- [INSTRUCTIONS TO FOLLOW] Copy the items below exactly as they appear, starting with the line that contains "Phrase: beige wall" and continuing through the last line of the items.

- [INPUT ROWS]
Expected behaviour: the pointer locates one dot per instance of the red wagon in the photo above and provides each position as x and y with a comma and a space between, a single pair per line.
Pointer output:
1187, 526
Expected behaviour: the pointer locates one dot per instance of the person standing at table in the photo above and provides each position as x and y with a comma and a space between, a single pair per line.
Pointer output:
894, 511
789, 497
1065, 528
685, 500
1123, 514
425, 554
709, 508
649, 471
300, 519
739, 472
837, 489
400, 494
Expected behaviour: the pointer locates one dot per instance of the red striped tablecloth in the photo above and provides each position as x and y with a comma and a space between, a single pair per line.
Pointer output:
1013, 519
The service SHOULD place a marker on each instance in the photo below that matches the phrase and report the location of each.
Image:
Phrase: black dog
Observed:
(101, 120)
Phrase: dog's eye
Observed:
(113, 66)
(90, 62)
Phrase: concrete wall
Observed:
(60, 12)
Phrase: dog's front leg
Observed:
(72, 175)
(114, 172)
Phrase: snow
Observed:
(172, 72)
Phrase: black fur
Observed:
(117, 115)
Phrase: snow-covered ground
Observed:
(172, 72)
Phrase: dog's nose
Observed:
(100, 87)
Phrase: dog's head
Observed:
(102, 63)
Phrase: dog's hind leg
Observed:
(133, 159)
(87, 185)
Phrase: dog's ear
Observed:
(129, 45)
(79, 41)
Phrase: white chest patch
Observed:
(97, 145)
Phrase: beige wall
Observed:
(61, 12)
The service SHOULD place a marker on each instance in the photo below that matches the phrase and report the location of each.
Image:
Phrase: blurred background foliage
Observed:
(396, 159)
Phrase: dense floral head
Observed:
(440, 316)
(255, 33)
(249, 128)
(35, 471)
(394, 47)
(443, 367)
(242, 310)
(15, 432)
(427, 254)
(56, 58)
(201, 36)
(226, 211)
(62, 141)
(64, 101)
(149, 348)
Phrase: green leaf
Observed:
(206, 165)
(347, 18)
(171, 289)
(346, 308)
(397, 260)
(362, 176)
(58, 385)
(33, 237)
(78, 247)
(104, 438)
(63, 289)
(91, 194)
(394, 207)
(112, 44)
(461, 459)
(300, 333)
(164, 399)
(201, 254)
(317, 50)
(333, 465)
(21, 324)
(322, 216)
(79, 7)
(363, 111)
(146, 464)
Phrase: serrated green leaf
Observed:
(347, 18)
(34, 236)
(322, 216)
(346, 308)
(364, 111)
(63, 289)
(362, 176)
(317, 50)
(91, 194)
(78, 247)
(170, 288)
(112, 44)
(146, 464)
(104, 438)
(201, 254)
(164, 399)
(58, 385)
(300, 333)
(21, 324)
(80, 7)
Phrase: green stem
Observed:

- [REPLY]
Phrase: beige wall
Observed:
(61, 12)
The service SHOULD place a marker on each instance in the photo below that matches the phrase and report the location of each.
Image:
Phrase: blurred background foliage
Observed:
(396, 159)
Phrase: dense floral head
Observed:
(440, 316)
(255, 33)
(249, 128)
(35, 471)
(394, 47)
(443, 367)
(242, 310)
(15, 432)
(427, 254)
(56, 58)
(201, 36)
(226, 211)
(62, 141)
(64, 101)
(149, 348)
Phrase: green leaf
Observed:
(206, 165)
(347, 18)
(171, 289)
(346, 308)
(397, 260)
(362, 176)
(58, 385)
(33, 237)
(78, 247)
(104, 438)
(63, 289)
(91, 194)
(394, 207)
(112, 44)
(461, 459)
(300, 333)
(164, 399)
(201, 254)
(317, 50)
(333, 465)
(21, 324)
(322, 216)
(79, 7)
(363, 111)
(146, 464)
Phrase: serrated green leaf
Observed:
(347, 18)
(34, 236)
(322, 216)
(346, 308)
(364, 111)
(63, 289)
(362, 176)
(317, 50)
(91, 194)
(78, 247)
(170, 288)
(112, 44)
(146, 464)
(104, 438)
(201, 254)
(164, 399)
(58, 385)
(300, 333)
(21, 324)
(80, 7)
Phrase: green stem
Observed:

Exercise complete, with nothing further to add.